[Start of SUPPLIED MATERIAL]

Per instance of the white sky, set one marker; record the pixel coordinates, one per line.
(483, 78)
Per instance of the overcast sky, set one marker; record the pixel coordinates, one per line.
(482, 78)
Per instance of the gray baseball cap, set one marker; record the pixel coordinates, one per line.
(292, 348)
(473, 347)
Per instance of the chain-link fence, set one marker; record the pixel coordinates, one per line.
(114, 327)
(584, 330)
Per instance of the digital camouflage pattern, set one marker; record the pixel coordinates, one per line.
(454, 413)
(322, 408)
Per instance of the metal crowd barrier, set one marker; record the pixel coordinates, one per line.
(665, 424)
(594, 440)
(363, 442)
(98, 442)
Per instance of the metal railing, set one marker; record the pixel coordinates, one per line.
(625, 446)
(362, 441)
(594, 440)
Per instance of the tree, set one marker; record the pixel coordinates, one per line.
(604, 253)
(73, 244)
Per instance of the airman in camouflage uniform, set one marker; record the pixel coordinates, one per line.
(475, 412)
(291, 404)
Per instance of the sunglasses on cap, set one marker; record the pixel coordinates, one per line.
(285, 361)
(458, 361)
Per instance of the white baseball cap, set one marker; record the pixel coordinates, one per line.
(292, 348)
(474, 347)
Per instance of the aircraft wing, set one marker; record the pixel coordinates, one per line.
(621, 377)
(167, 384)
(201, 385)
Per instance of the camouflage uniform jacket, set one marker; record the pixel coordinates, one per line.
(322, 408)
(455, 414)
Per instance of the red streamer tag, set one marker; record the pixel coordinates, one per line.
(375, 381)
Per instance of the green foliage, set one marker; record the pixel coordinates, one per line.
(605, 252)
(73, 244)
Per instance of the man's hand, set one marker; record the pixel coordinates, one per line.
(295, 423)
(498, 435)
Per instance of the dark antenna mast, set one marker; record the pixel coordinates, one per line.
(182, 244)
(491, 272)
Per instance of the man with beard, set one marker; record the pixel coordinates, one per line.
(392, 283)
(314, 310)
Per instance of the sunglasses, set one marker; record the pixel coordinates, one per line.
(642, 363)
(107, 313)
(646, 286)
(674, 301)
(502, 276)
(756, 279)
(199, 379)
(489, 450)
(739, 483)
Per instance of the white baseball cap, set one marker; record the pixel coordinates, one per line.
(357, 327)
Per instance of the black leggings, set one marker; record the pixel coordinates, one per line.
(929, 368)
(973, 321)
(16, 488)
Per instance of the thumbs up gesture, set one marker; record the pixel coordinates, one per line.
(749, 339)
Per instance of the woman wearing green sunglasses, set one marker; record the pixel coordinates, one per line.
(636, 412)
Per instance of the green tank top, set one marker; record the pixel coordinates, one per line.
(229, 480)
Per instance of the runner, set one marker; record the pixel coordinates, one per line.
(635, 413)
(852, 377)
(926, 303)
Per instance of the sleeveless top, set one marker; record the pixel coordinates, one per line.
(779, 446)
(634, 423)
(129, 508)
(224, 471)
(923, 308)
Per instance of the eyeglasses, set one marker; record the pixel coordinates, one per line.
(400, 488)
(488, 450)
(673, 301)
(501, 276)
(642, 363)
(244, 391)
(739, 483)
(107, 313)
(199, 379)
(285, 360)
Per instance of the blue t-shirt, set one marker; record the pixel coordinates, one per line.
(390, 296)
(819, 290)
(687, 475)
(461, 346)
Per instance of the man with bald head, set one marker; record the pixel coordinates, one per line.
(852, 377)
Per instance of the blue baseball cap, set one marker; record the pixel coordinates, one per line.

[End of SUPPLIED MATERIAL]

→ **EXERCISE OBJECTIVE**
Turn the lines above into a numbered list, leaving out any blank lines.

→ **ANSWER TO THE EXERCISE**
1. Per instance of the white sky, set one marker; record the pixel coordinates, one per line.
2. (483, 78)
3. Per instance of the overcast sky, set one marker; record the pixel coordinates, one per line.
4. (482, 78)
5. Per instance of the gray baseball cap, set one marker; record the pixel coordinates, one per line.
6. (292, 348)
7. (473, 347)
8. Per instance of the chain-link fence, set one marker; record the pixel coordinates, one per line.
9. (114, 327)
10. (584, 330)
11. Per instance of the digital camouflage pattern, set one marker; record the pixel coordinates, one per line.
12. (454, 413)
13. (322, 408)
14. Per instance of the metal crowd barrier, set one marker; record the pixel coordinates, one per line.
15. (665, 424)
16. (594, 440)
17. (363, 442)
18. (98, 442)
19. Per instance of the metal railing, set one marker; record the pixel coordinates, one per line.
20. (625, 446)
21. (362, 441)
22. (594, 440)
23. Per instance of the tree, set one marker; record the pixel coordinates, one per line.
24. (604, 253)
25. (73, 244)
26. Per instance of the airman in camouflage uniform, set one marker; record the pixel coordinates, one per line.
27. (475, 412)
28. (291, 404)
29. Per instance of the sunglasses on cap, set one marker; record the pixel coordinates, one per line.
30. (285, 361)
31. (458, 361)
32. Per instance of the white baseball cap, set one marker; record the pixel coordinates, one per line.
33. (292, 348)
34. (474, 347)
35. Per instance of the aircraft wing, set one marker; record the pixel coordinates, one per line.
36. (621, 377)
37. (167, 384)
38. (201, 385)
39. Per instance of the camouflage uniform jacket, set one marker; record the pixel coordinates, one per line.
40. (322, 408)
41. (455, 414)
42. Per instance of the red streamer tag, set one marker; record the pixel coordinates, one per line.
43. (375, 381)
44. Per instance of the green foliage, set one marker; record the pixel coordinates, one per line.
45. (605, 252)
46. (73, 244)
47. Per instance of the man's hand, set one marker; record the pixel coordinates, one per line.
48. (295, 423)
49. (498, 435)
50. Per instance of the dark antenna mast, set one marker; record the pixel coordinates, one per line.
51. (182, 244)
52. (491, 272)
53. Per instance of the man with beard, set one marker; record the pixel coordinates, one per line.
54. (392, 283)
55. (314, 310)
56. Per instance of the sunglasses, set one marker; record the pixel coordinates, one per line.
57. (642, 363)
58. (107, 313)
59. (646, 286)
60. (674, 301)
61. (502, 276)
62. (756, 279)
63. (199, 379)
64. (489, 450)
65. (739, 483)
66. Per instance of the white baseball cap, set one marker; record the pixel coordinates, one per line.
67. (357, 327)
68. Per instance of the black leggings, set one marker; record the pixel coordinates, one per line.
69. (929, 368)
70. (973, 321)
71. (16, 488)
72. Per instance of the thumbs up gesture, set one marker; record the pixel coordinates, one per line.
73. (749, 339)
74. Per instance of the woman wearing green sunglasses, set one marker; record the pixel coordinates, one per line.
75. (636, 412)
76. Per instance of the green tank top, set one marker; record the pixel coordinates, one per line.
77. (229, 480)
78. Per instance of the runner, set one marker; record the pixel coordinates, one per line.
79. (635, 413)
80. (852, 377)
81. (926, 303)
82. Per instance of the sleeveless top, set one marker; record the pixel coordinates, one per line.
83. (779, 446)
84. (634, 423)
85. (129, 508)
86. (224, 471)
87. (923, 308)
88. Per instance of the eyeglasses, set one marker; record the pixel coordinates, one per line.
89. (400, 488)
90. (488, 450)
91. (673, 301)
92. (501, 276)
93. (642, 363)
94. (244, 391)
95. (739, 483)
96. (107, 313)
97. (199, 379)
98. (285, 360)
99. Per instance of the blue t-shirt, set one marker; record the pixel coordinates, one per line.
100. (390, 296)
101. (819, 290)
102. (687, 475)
103. (461, 346)
104. Per instance of the man with bald head, set one marker; record the pixel coordinates, one per line.
105. (852, 377)
106. Per instance of the blue baseball cap, set one marker; record the pixel coordinates, one per line.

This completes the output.